- Conference: Gulf South Conference
- Record: 1–9 (1–7 GSC)
- Head coach: John Bland (4th season);
- Defensive coordinator: Michael Collins (2nd season)
- Home stadium: Robinson-Hale Stadium

= 2017 Mississippi College Choctaws football team =

American college football season

The 2017 Mississippi College Choctaws football team represented the Mississippi College in the 2017 NCAA Division II football season. They were led by fourth-year head coach John Bland. The Choctaws played their home games at Robinson-Hale Stadium and were members of the Gulf South Conference.

==Schedule==
Mississippi College announced its 2017 football schedule on June 19, 2017. The schedule consists of four home and six away games in the regular season. The Choctaws will host GSC foes Delta State, Florida Tech, Shorter, and West Georgia, and will travel to North Alabama, Valdosta State, West Alabama, and West Florida.

SUPPLIED RECORDS ->
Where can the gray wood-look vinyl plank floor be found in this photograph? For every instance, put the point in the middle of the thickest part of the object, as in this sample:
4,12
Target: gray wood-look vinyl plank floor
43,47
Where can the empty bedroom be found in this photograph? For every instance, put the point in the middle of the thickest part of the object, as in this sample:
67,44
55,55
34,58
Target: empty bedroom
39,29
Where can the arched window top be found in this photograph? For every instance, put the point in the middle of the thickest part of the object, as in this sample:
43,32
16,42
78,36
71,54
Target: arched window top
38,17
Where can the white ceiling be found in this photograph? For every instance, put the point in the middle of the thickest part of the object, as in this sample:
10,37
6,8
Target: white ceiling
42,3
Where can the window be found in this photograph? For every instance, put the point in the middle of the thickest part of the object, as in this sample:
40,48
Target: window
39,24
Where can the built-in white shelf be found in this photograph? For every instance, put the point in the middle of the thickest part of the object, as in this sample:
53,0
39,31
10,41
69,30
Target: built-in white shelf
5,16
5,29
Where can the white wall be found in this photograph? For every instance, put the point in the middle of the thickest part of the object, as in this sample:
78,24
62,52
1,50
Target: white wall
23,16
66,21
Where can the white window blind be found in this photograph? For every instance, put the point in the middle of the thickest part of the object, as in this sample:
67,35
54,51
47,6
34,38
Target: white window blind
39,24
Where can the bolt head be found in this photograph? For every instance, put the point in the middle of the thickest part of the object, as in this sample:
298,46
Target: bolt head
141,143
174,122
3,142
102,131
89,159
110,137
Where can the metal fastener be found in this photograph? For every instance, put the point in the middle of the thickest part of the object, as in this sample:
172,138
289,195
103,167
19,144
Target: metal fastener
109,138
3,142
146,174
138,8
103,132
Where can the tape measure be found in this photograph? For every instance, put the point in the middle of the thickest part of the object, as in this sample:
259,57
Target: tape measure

GIVEN INSTRUCTION ->
Please write out the part of the 2017 Mississippi College football article that starts with the words containing "- Home stadium: Robinson-Hale" and ends with "Gulf South Conference.", switching "home games" to "home contests".

RESULT OF THE EXERCISE ->
- Home stadium: Robinson-Hale Stadium

= 2017 Mississippi College Choctaws football team =

American college football season

The 2017 Mississippi College Choctaws football team represented the Mississippi College in the 2017 NCAA Division II football season. They were led by fourth-year head coach John Bland. The Choctaws played their home contests at Robinson-Hale Stadium and were members of the Gulf South Conference.